> [Gegeven opdracht]
Beantwoord de volgende vragen over het tekstfragment over het landschap rond Heerde:
(a) Op welke hoogte ligt het plangebied?
(b) Welke beken doorsnijden het Horsthoekerveld?
(c) In welke periode werd de snelweg A50 aangelegd?

> [Tekstfragment]
========
2 Beschrijving Van De Bestaande Situatie

2.1 Inleiding

Aan de hand van een beschrijving van het landschap en de stedenbouwkundige structuur wordt in dit hoofdstuk inzicht gegeven in bestaande situatie.

2.2 Landschap

Heerde ligt op de oostelijke flank van de Veluwe, in de zone waar het Veluwemassief langzaam overgaat in de IJsselvallei. Over een west-oost lopende lijn van circa 10 kilometer vanuit de Veluwe daalt de hoogte van circa 20 m +NAP naar circa 3 m +NAP in de IJsselvallei. Het plangebied ligt op circa 8 m +NAP. De flanken van de Veluwe vormen daarin het overgangsgebied. Deze gebieden worden vooral gekenmerkt door een afwisseling van bospercelen, landbouwgronden en verspreid liggende bebouwing, voornamelijk vrijstaande woningen. Hoe dichter bij de Veluwe, hoe meer aaneengesloten de bospercelen zijn. In oostelijke richting neemt de omvang van deze percelen af en wordt het landschap meer en meer bepaald door het agrarisch grondgebruik. Het landschap heeft hier ook een meer open karakter. Bebouwingskernen als Heerde liggen op de overgang tussen de meer bebosde gebieden en de agrarische gebieden.
Het landschap ten noorden en oosten van het plangebied wordt gekenmerkt door de dorpsranden van Heerde. Met name ten noorden staan in enkele buurten langs de Elburgerweg vrijstaande woningen. Deze buurten liggen in de bossen die als uitlopers van de Veluwe de dorpskern van Heerde in steken.
Het landschap ten zuiden en westen van het plangebied heeft een agrarische oorsprong en is onderdeel van het Horsthoekerveld. Dit gebied is van oorsprong een kleinschalig agrarisch ontginningsgebied met onregelmatige verkavelingen. Het gebied wordt doorsneden door verschillende beken (Wendhorstbeek, Noordelijke, Middelste en de Zuidelijke Horsthoekerbeek). Verspreid in het gebied komen nog enkele (voormalige) agrarische erven voor. Met het verdwijnen van de agrarische activiteiten zijn in de loop van de afgelopen decennia veel nieuwe, veelal grote, woningen met bijgebouwen op en tussen de oorspronkelijke agrarische erven gebouwd. Deze nieuwe erven zijn veelal rijkelijk voorzien van erfbeplanting en groene tuinen. Dit heeft geleid tot een afwisselend open en meer gesloten landschap met een kleinschalig karakter waarbij kleine bouw- en weilandjes worden afgewisseld met groene erven. Door de aanleg van de snelweg A50 in de jaren '80 is de oorspronkelijke ruimtelijke samenhang tussen de Veluwe, het ontginningsgebied en de dorpsrand van Heerde verdwenen.
========
> [Ruwe gegevens]
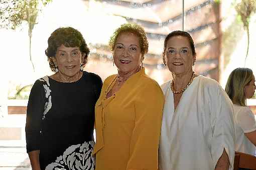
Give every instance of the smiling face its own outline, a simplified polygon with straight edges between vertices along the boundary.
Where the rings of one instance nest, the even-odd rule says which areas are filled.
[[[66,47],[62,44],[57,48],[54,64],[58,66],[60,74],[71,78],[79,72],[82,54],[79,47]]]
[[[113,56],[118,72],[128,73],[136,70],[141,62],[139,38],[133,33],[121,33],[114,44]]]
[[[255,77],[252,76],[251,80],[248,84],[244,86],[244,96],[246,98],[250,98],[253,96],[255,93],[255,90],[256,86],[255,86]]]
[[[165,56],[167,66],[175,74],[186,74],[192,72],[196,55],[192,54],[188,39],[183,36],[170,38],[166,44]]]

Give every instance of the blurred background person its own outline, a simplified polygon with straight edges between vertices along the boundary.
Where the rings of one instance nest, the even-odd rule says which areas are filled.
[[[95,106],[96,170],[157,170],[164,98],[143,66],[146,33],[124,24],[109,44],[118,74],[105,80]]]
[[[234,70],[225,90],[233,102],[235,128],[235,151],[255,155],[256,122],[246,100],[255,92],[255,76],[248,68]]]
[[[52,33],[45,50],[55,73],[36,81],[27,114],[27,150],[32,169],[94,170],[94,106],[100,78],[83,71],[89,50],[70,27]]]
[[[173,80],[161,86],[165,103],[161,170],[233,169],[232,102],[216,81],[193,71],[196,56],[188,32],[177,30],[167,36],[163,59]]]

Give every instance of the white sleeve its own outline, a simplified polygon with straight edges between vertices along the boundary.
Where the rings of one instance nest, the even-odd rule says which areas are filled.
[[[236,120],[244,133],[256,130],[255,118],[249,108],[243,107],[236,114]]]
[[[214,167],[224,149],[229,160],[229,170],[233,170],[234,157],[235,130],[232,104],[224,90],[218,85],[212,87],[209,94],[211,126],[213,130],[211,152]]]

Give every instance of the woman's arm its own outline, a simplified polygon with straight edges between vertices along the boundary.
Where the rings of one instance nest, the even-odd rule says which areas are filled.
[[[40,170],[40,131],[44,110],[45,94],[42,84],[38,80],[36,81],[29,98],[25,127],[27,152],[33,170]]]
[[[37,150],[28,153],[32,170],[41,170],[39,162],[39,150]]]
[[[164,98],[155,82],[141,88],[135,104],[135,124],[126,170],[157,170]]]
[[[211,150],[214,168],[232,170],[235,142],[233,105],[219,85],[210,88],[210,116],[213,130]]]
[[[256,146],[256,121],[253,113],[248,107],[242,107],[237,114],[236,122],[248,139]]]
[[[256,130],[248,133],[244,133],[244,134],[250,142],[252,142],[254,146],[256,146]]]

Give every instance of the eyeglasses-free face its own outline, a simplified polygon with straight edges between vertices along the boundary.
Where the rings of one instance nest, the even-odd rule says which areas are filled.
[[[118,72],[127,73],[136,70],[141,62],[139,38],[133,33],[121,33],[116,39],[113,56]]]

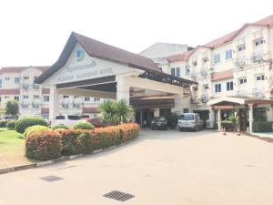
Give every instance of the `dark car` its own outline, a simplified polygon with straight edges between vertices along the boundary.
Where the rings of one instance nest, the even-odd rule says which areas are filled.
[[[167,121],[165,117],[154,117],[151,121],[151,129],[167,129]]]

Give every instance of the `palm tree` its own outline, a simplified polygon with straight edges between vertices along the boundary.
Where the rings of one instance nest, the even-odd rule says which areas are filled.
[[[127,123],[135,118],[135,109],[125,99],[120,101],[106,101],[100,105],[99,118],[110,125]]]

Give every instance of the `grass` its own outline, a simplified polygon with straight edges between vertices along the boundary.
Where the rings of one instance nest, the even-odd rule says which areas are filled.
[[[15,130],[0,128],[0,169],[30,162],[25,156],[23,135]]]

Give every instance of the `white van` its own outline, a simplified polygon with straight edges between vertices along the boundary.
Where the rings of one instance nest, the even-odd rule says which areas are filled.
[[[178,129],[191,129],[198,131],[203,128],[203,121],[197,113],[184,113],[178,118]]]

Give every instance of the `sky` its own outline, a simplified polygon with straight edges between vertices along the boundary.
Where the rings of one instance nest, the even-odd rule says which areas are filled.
========
> [Antwoord opdracht]
(a) Het plangebied ligt op circa 8 m +NAP.
(b) De Wendhorstbeek en de Noordelijke, de Middelste en de Zuidelijke Horsthoekerbeek doorsnijden het Horsthoekerveld.
(c) De snelweg A50 werd in de jaren '80 aangelegd.